-- Exercise task --
Locate every line in the entries that contains the string "human" and copy each of those lines.

Location identification entries:
--- begin ---

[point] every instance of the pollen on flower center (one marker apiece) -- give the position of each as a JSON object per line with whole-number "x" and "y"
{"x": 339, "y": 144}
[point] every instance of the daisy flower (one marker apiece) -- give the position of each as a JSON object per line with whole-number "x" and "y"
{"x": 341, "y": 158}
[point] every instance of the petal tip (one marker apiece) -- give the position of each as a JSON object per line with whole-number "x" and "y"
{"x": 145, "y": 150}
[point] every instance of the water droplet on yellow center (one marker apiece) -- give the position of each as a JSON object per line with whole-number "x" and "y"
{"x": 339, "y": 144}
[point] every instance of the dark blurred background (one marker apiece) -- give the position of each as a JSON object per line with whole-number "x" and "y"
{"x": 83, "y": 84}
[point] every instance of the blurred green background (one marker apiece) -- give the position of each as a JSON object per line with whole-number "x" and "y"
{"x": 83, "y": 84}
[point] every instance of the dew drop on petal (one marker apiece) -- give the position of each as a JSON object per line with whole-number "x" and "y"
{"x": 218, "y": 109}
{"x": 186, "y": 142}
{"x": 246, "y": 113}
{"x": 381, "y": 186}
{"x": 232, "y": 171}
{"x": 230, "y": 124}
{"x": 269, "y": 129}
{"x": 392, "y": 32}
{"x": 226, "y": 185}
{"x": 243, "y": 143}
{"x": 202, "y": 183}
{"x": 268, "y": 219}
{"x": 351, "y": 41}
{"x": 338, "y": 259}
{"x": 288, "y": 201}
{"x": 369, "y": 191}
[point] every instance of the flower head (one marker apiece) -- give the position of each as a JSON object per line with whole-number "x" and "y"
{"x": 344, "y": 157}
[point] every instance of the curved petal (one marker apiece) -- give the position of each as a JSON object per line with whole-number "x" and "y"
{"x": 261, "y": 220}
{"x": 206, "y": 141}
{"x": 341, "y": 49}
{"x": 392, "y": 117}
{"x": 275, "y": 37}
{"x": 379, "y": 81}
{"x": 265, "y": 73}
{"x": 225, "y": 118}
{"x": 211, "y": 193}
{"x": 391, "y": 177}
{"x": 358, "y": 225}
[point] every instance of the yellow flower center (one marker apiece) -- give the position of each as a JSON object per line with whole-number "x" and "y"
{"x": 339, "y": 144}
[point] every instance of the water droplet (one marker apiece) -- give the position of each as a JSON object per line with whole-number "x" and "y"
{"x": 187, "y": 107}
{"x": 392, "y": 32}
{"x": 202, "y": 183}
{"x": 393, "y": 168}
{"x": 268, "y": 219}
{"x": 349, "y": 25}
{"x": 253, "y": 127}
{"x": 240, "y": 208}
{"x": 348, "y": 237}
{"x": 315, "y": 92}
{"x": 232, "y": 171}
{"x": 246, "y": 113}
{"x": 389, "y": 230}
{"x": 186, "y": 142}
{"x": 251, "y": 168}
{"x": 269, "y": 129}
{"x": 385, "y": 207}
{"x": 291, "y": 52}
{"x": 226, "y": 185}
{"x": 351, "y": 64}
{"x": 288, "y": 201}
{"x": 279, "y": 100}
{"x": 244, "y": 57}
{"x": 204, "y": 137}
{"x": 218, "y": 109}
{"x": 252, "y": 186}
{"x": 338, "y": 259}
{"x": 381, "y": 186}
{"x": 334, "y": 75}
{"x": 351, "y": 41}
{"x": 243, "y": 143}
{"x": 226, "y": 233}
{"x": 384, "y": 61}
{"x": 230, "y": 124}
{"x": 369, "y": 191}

--- end ---
--- begin ---

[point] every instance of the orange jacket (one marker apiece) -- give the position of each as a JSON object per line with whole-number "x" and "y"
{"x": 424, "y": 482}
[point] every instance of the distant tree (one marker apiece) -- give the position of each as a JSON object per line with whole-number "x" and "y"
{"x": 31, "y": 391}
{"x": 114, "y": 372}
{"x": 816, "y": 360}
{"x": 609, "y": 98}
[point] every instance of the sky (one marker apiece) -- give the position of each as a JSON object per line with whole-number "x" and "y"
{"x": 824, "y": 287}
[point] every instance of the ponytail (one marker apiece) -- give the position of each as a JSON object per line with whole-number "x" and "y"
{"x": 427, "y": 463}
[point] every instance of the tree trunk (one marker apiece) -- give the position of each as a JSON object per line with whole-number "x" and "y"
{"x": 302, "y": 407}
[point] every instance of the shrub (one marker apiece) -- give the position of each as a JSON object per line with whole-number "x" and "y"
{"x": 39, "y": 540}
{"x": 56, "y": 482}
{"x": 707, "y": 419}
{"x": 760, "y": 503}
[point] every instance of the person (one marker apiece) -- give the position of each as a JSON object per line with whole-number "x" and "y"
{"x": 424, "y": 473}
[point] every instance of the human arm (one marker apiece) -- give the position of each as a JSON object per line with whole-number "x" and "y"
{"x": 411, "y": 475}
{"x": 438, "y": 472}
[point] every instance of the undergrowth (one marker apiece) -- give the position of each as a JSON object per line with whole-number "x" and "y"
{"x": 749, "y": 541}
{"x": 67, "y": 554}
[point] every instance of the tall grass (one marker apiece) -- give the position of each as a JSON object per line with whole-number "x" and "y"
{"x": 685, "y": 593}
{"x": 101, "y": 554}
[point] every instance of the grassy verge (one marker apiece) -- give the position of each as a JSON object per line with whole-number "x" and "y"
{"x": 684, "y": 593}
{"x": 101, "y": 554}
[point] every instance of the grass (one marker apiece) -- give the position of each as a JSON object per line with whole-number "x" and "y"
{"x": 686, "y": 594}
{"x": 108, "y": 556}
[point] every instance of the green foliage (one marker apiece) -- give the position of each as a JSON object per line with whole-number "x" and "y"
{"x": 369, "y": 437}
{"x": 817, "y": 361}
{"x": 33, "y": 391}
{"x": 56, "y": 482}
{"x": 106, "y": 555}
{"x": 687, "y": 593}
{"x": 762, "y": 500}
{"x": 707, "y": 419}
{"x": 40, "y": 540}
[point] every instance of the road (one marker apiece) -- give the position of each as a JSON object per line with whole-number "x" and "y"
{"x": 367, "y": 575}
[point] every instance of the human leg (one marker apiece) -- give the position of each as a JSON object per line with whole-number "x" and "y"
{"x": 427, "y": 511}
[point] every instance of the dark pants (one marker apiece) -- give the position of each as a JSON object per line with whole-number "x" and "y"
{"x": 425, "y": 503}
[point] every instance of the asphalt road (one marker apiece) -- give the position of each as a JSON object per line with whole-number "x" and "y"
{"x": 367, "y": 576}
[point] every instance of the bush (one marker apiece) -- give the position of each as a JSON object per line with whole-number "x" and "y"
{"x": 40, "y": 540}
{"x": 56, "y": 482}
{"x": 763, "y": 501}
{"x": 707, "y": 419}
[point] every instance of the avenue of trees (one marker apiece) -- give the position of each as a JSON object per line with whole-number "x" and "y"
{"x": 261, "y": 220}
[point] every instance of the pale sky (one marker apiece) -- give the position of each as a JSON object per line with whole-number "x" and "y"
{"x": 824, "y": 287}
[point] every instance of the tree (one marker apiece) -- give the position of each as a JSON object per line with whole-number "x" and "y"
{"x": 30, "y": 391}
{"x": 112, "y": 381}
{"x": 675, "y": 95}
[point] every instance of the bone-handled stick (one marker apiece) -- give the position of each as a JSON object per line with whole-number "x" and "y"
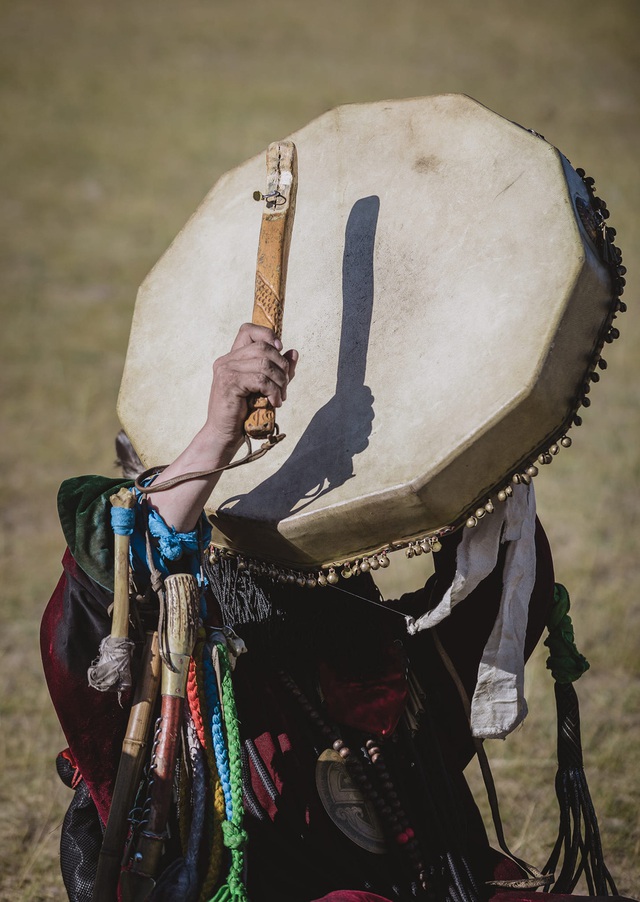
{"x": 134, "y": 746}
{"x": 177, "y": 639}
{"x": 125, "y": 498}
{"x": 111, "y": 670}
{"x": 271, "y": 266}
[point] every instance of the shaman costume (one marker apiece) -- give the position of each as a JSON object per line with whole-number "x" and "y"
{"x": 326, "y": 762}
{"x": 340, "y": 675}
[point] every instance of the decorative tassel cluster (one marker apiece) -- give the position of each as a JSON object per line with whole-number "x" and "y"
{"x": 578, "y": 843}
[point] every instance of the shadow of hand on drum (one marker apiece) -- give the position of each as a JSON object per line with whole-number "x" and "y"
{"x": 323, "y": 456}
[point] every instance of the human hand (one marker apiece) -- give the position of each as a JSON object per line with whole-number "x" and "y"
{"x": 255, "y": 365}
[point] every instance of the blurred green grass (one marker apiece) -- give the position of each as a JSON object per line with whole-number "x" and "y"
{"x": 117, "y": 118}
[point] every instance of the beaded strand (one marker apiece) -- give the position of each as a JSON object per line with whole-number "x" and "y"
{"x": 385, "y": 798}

--- end ---

-- The reply --
[point] every instance of the human arm (one marker apiece) -- give the position of each as a JSON object per line with whole-number "x" and "y"
[point] every instance of the human leg (one marker apiece) -- give the position of each as a JSON object per line with whole-number "x" and "y"
[point] every instance of the human hand (one marker apiece) -- give the position of each as a JSON object per line with whole-number "x" and "y"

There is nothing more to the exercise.